■ Условие задачи 1:
Ответьте по тексту о русских войсках на Кавказе:
(a) Сколько генералов входило в личный состав войск на Кавказе в 1844–1845 годах?
(b) В каком городе находился штаб командующего отдельным Кавказским корпусом?
(c) Что служило осью деления Северного Кавказа?
■ Условие задачи 2:
Продолжите текст о русских войсках на Кавказе, начав сразу после его последнего предложения.

■ Текст:
В 1844-1845 годах на Кавказе были сосредоточены: 147,5 батальонов, один драгунский и 49 казачьих полков, 224 орудия. В личный состав войск входили 38 генералов, 4496 офицеров, 226396 солдат. 11 Эта огромная по составу армия была распределена по всей территории Кавказа и Закавказья, но в большей своей части не использовалась в войне против горцев. Разбросанные по всей территории Кавказа, небольшие гарнизоны поддерживали спокойствие в завоеванном крае. Значительная же по силе группировка была сосредоточена в Закавказье, в ее задачу входили охрана границы и отражение возможных ударов в случае турецкой угрозы.

В административном и военном отношении русское правительство разделяло территорию Кавказа на несколько частей. Отдельно выделялась Грузия и грузинские провинции, в Тифлисе находился штаб командующего отдельным Кавказским корпусом, он же управлял и гражданскими делами на Кавказе, в 1844 году эти должности были заменены должностью наместника. Командующий Кавказским корпусом, а позднее наместник, осуществлял общее руководство войсками на Кавказе, однако формально подчиненный командиру корпуса командующий войсками на Кавказской линии и в Черномории был во многих решениях независим от Тифлиса. В подчинении командующего войсками на линии был фактически весь Северный Кавказ, который был разделен на несколько частей. Осью этого деления была территория Осетии и Военно-Грузинская дорога, которые контролировались русскими войсками, а местное население занимало лояльную позицию. Соответственно Северный Кавказ был разделен на Восточный (Чечня и Дагестан) и Западный (Кабарда и Черноморское побережье). В военно-административном плане Кавказская линия делилась на фланг правый (Кабарда) и левый (Чечня), к ним примыкали, на правах самостоятельных военно-административных единиц, Дагестан к левому флангу и Черномория (побережье Черного моря) к правому. Соответственно противниками Российской империи на Восточном Кавказе в 1830-х — 1850-х годах было теократическое государство, создаваемое имамами на территории Дагестана и Чечни, а на Западном — вольные горские сообщества. Театров боевых действий на Кавказе было два — левый и правый фланги Кавказской линии и прилегающие к ним Дагестан и Черномория. Для горцев это были фактически изолированные друг от друга оплоты сопротивления, для русских же эти театры боевых действий соприкасались и в случае необходимости осуществлялась переброска войск из Чечни в Черноморию и наоборот.

■ Фрагменты материала:
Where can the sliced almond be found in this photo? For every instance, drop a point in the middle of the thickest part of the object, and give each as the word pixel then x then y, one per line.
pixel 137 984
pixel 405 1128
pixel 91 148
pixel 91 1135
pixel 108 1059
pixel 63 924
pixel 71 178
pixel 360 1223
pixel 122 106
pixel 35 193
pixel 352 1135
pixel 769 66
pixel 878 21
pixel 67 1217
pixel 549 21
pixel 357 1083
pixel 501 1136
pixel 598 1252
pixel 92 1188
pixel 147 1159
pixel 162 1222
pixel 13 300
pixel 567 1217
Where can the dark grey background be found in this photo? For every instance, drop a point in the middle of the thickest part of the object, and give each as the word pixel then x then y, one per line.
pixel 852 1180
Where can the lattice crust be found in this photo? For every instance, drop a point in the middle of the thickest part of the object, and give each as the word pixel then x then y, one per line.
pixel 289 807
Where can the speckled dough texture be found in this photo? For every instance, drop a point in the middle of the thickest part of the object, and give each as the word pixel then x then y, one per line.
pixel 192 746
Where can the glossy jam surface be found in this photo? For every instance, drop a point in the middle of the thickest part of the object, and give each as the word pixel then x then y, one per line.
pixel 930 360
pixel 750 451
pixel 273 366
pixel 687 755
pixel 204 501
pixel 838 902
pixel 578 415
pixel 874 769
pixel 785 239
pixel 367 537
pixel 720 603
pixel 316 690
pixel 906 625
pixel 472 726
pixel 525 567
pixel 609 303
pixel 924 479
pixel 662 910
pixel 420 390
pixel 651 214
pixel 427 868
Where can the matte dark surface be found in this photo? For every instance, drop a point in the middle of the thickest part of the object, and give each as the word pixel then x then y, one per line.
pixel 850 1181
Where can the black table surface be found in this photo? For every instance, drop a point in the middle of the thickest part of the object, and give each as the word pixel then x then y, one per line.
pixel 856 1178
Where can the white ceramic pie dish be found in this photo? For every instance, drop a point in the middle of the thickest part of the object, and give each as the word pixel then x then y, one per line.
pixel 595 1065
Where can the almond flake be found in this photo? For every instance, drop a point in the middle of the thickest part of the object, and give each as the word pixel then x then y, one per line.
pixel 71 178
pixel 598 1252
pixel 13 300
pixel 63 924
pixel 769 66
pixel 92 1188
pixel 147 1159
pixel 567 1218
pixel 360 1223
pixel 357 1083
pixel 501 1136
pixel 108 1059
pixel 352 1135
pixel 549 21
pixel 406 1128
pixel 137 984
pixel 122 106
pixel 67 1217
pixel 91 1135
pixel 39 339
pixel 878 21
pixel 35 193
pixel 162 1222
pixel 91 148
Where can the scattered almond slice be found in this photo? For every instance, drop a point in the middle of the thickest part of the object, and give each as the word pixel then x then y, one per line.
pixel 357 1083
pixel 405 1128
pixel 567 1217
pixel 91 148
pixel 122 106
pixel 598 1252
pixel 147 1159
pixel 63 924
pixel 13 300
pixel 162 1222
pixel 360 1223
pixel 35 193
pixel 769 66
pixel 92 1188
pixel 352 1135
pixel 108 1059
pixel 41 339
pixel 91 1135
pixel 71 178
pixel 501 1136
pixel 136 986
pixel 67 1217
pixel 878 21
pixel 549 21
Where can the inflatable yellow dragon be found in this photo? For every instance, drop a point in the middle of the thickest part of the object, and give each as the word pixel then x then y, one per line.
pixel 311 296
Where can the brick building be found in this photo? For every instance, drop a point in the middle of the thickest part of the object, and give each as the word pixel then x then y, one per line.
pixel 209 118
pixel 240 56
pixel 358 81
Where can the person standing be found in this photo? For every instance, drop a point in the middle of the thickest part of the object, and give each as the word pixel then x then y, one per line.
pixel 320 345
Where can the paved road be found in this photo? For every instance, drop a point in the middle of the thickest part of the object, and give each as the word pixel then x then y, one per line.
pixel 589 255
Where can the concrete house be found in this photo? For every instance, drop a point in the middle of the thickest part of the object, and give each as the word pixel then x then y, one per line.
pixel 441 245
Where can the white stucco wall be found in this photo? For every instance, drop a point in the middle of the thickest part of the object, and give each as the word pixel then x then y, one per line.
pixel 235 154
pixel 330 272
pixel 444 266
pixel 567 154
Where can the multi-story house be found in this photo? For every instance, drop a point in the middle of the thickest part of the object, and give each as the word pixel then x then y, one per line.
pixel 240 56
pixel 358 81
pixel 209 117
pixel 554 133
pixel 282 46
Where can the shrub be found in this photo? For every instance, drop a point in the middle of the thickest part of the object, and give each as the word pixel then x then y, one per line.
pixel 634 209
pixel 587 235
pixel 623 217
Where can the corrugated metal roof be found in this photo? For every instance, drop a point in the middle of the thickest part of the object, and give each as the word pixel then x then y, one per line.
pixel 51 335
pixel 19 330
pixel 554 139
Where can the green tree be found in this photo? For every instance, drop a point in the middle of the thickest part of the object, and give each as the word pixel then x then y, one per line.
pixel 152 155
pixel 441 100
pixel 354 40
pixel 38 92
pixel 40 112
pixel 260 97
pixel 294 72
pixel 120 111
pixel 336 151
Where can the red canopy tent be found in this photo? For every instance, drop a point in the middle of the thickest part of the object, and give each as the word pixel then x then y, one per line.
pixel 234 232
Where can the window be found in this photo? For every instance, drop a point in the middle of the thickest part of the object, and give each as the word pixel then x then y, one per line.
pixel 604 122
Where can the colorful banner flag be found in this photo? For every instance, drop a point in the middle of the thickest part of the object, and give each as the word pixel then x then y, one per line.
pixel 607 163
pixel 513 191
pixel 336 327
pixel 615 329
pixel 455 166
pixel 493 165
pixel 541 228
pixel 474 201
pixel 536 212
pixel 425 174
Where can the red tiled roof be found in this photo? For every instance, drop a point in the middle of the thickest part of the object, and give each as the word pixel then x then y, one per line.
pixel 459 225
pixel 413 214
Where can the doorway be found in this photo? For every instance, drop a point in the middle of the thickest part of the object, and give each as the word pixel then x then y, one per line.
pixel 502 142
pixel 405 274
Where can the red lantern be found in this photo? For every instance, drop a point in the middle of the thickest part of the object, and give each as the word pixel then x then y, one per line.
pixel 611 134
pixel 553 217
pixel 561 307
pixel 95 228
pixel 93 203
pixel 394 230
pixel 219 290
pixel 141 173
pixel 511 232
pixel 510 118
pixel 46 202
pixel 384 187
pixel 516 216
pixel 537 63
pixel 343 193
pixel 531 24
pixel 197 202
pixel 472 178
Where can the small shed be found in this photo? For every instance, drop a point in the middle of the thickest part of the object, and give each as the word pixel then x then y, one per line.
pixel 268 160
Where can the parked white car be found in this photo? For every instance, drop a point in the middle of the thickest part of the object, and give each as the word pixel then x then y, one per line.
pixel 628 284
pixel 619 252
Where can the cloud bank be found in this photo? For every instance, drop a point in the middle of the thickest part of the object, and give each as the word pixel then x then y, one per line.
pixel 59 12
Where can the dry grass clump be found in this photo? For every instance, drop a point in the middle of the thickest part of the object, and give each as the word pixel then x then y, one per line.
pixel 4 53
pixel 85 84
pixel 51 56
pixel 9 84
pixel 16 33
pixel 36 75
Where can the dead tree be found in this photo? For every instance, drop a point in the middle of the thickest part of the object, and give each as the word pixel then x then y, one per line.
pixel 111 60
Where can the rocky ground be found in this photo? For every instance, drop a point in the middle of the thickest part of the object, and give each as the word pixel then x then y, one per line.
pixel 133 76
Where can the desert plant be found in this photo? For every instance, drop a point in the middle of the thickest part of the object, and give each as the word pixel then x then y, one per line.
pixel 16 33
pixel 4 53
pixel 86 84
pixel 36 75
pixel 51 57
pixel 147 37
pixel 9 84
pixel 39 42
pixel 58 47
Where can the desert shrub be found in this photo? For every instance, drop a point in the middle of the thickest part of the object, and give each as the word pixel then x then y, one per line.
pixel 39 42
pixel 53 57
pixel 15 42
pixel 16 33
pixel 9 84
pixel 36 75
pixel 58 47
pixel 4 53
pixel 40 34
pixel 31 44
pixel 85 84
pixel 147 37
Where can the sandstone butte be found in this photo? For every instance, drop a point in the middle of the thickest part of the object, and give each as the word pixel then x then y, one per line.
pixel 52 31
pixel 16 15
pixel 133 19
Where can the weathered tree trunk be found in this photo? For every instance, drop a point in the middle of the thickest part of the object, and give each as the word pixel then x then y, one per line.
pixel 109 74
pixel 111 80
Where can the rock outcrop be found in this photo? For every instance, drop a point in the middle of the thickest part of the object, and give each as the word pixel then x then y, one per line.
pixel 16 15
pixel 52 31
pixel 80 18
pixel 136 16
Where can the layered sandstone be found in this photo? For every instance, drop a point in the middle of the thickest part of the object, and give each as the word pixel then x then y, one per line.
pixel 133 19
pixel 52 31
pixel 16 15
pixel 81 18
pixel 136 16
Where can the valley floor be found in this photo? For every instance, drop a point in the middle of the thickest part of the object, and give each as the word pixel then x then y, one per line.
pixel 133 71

■ Письменный ответ 1:
(a) 38 генералов.
(b) В Тифлисе.
(c) Территория Осетии и Военно-Грузинская дорога.

■ Письменный ответ 2:
Но вернемся к событиям 1844 года. Сосредоточение огромных сил продолжалось в течение 1844 года. Командование, имея целью приучить вновь прибывшие войска к горной войне, совершало летнюю экспедицию в Чечню. Ход событий и свое участие в них подробно описал М. Я. Ольшевский; описание этой экспедиции можно найти и в воспоминаниях Д. А. Милютина. 12

В 1845 году под командованием наместника Кавказского М. С. Воронцова была спланирована и осуществлена экспедиция, имевшая целью переломить ход войны в пользу русских войск. Эта экспедиция стала известна как Даргинская, а так же как экспедиция, в которой русские войска потерпели одно из самых серьезных поражений в ходе Кавказской войны. 13 В этой [14] экспедиции М. Я. Ольшевский не участвовал, находясь в это время в составе гарнизона крепости Внезапная. Поражение, нанесенное русским войскам во время Даргинской экспедиции, заставило командование Отдельного Кавказского корпуса пересмотреть систему ведения боевых действий против горцев.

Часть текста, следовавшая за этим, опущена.